WHAT IS EXPECTED: Copy every line of the entries below, requests included, and scale each x and y point coordinate in the answers by 1.95, rounding to the nearest whole number with halves rounded up. Leave the pictures out.

ROWS:

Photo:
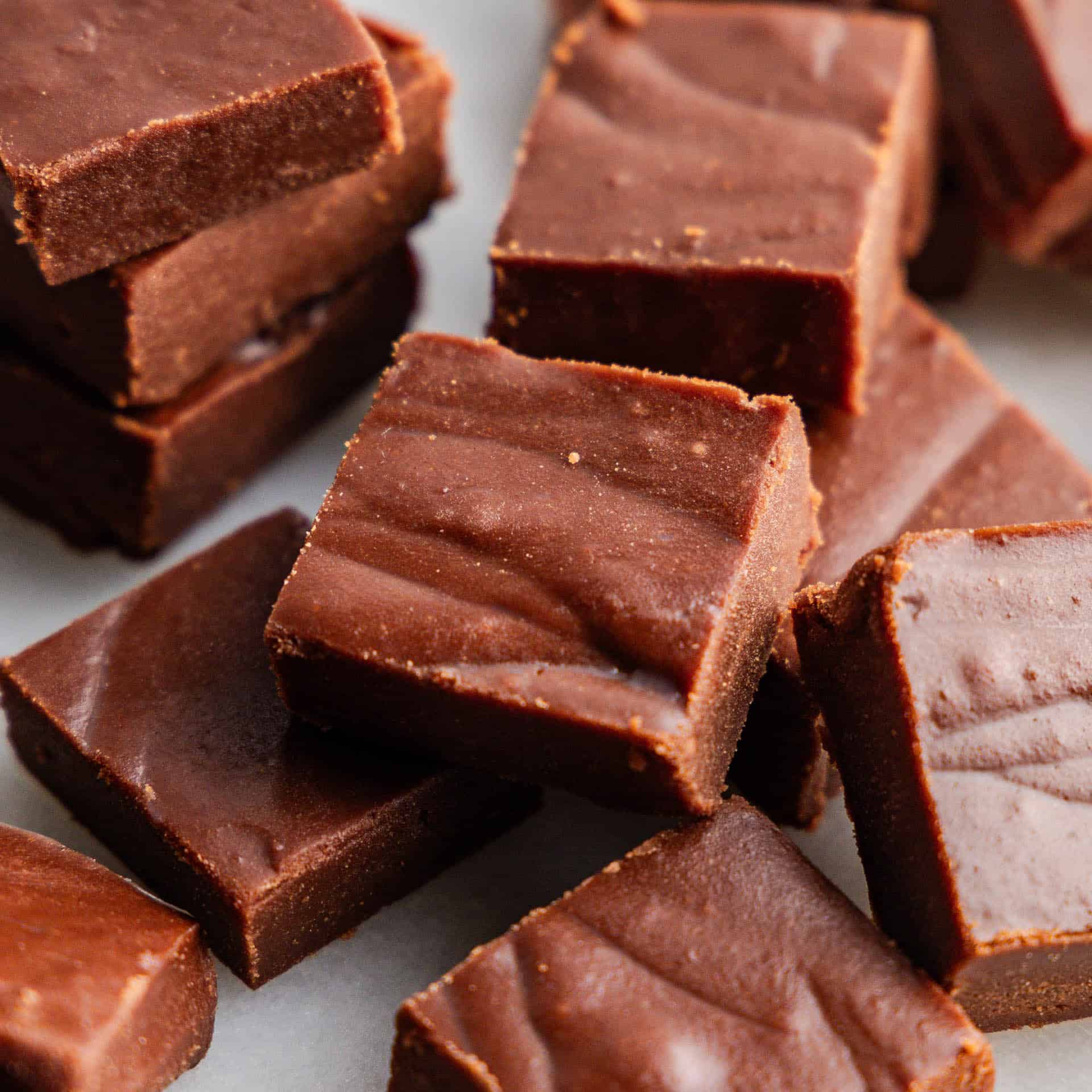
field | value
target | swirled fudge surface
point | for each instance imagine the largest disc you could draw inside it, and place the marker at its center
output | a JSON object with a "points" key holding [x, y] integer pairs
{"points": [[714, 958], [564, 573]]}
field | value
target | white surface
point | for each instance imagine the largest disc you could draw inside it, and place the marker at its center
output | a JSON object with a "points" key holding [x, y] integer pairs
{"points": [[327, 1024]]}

OUTPUT FOR THIS TASK:
Photo:
field | value
target | swirled fudge surface
point | for each instance imagine the largest disc you could draw inside it, and place the marker at its center
output | a JSON object with a "points" key holding [x, y] integer pairs
{"points": [[1392, 1868], [1100, 1117]]}
field | value
target | white surface
point | for each instance imagine the largest disc you could draw inside it, and place the marker at its center
output | a JSON object with a "points" key holding [x, y] integer pairs
{"points": [[638, 1997]]}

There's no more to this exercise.